§ **Activity**:
Can you copy the entries word for word, from their very beginning through the line containing "positive clicks: (186, 265)", and leave the pictures out?

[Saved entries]
Start of Block

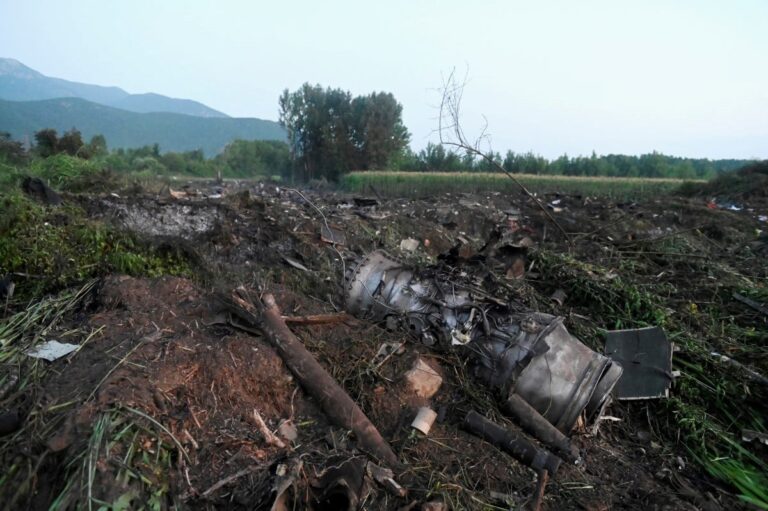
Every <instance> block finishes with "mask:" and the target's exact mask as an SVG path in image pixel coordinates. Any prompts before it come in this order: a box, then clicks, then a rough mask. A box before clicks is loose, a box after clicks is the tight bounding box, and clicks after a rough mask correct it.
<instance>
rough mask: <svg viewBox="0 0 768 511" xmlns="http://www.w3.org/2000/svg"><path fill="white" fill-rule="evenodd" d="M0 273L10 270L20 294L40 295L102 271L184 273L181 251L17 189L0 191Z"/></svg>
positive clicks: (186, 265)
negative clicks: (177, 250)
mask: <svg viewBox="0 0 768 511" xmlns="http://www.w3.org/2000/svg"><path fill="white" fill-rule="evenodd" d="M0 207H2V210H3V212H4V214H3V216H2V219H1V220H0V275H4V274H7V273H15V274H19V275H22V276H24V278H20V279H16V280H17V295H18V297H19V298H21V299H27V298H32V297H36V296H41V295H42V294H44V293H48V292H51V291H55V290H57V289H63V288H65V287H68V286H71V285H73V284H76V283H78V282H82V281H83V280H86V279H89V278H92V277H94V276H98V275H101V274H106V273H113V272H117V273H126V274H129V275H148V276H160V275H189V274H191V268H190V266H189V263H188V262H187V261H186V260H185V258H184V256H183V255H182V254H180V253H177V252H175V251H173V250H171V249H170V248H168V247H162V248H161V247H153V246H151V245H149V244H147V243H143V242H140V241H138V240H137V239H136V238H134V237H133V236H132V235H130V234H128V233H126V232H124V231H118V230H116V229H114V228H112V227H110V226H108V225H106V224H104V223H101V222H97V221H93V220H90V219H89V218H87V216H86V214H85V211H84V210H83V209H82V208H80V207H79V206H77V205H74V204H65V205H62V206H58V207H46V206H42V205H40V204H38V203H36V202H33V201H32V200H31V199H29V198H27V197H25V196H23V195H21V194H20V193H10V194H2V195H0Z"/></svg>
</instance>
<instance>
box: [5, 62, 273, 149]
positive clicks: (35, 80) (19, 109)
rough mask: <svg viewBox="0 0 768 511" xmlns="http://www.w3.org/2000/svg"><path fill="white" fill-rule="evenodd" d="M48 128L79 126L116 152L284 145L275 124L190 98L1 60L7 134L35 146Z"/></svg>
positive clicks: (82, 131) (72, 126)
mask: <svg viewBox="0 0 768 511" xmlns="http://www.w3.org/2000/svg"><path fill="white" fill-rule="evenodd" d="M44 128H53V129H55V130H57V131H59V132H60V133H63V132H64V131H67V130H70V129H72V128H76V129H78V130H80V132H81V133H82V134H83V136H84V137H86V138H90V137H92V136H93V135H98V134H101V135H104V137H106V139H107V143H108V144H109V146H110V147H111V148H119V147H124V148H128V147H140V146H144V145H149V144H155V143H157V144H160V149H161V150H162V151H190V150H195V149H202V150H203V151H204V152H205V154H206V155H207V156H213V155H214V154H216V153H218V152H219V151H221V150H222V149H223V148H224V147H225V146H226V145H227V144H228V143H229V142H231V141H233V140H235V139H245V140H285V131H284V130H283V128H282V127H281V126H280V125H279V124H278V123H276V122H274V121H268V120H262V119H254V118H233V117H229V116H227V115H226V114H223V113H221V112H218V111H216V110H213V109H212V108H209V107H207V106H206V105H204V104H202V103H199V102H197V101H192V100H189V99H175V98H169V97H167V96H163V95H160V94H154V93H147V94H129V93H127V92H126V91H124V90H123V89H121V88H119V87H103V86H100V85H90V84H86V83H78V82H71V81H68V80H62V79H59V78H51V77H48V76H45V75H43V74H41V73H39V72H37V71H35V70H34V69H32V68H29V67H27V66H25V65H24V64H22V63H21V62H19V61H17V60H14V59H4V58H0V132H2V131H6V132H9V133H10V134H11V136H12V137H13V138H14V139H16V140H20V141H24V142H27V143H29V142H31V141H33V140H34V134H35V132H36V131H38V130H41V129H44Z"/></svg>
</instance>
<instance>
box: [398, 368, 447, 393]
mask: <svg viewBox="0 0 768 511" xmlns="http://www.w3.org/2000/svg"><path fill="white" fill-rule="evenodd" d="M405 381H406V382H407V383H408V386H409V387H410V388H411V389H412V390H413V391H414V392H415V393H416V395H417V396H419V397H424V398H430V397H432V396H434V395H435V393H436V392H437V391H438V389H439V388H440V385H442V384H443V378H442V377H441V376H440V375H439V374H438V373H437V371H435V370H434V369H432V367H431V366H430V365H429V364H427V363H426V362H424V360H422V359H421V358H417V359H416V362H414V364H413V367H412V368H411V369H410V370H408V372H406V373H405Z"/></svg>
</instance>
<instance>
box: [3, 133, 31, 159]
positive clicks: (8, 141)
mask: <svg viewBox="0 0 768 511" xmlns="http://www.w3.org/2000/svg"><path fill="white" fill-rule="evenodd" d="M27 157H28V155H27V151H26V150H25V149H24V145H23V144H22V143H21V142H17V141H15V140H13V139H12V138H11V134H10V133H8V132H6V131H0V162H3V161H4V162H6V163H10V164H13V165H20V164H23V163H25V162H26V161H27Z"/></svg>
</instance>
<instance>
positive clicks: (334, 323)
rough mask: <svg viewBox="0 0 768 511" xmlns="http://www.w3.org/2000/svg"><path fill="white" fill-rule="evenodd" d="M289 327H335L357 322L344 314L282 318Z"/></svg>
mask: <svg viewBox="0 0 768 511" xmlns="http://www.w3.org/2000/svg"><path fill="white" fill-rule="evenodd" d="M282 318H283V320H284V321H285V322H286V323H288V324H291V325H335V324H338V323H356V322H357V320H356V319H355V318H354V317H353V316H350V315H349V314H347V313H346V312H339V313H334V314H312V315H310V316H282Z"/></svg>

End of Block

§ **Your solution**:
Every <instance> block finishes with "mask:" and the target's exact mask as an SVG path in image pixel coordinates. Any prompts before it come in this order: a box, then clicks, then a rough mask. A box before clicks is loose, a box after clicks is the tight bounding box, and clicks after a rough mask correct it.
<instance>
rough mask: <svg viewBox="0 0 768 511" xmlns="http://www.w3.org/2000/svg"><path fill="white" fill-rule="evenodd" d="M0 273L10 270L20 294L40 295L102 271L184 273L181 251L17 189L0 191Z"/></svg>
positive clicks: (186, 265)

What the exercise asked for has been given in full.